From the line that contains "the red pointed" to the end of the entries, write out every line exactly, including both ends, and nothing more.

···

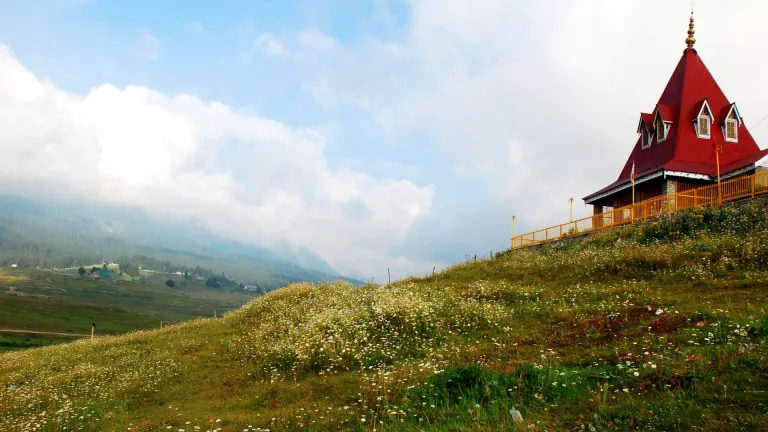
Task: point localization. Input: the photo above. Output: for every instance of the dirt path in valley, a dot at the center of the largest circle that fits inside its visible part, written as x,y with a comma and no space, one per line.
43,333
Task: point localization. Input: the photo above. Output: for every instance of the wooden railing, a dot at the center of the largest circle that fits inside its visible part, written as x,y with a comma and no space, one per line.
740,187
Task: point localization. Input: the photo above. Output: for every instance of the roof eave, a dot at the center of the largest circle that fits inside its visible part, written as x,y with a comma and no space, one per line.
589,199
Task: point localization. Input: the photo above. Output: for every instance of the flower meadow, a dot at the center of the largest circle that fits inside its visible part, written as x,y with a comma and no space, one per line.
662,325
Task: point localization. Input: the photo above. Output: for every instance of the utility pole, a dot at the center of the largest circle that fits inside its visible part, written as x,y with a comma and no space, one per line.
512,241
718,149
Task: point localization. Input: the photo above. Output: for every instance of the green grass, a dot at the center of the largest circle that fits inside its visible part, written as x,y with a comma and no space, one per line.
659,326
116,306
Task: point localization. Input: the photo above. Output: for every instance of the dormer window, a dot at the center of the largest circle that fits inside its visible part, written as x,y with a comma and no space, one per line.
645,138
703,121
661,129
704,126
731,126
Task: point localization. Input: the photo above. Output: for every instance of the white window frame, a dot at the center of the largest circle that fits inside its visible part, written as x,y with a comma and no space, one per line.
736,120
735,130
704,113
666,129
645,138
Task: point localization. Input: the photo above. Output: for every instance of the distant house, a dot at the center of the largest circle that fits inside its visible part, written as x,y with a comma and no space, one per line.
101,274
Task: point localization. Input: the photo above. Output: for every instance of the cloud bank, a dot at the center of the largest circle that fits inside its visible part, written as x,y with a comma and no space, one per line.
178,157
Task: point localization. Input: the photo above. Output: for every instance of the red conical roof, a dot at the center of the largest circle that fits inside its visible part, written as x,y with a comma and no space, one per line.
688,88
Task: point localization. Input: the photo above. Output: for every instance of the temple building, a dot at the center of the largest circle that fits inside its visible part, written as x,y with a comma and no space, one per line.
678,140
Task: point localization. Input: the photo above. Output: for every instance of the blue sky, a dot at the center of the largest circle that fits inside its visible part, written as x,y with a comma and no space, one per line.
479,111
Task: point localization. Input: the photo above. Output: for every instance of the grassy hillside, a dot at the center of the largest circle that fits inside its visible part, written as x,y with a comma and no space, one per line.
116,306
659,326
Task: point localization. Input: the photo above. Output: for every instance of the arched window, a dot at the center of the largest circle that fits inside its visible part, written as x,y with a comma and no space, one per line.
731,127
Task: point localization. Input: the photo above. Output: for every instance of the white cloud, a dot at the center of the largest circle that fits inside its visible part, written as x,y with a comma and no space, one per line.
540,99
178,157
149,46
270,45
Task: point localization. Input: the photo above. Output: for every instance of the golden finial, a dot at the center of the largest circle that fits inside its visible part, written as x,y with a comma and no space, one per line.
691,40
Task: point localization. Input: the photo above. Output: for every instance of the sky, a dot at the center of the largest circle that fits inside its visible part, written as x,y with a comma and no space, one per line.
400,134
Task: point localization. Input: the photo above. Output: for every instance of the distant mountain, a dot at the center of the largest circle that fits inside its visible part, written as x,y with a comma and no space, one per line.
58,235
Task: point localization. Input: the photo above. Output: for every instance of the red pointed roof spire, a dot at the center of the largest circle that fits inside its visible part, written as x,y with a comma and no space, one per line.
690,40
670,142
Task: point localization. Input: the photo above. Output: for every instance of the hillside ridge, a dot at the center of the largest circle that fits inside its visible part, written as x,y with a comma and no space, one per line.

···

> Solved exercise:
Task: point localization. Input: the photo above. Output: for every instance of the red pointed roof spire, a dot at the center of the largest circle that fits inside its visible part, written as x,y with a comma and no space, one per line.
690,40
670,142
Task: point localization. Input: the photo above. Output: for every instance of the hillside ridge, a dot at the center of the largest circle that fits inside its visible part, written as x,y with a comma and no space, one per line.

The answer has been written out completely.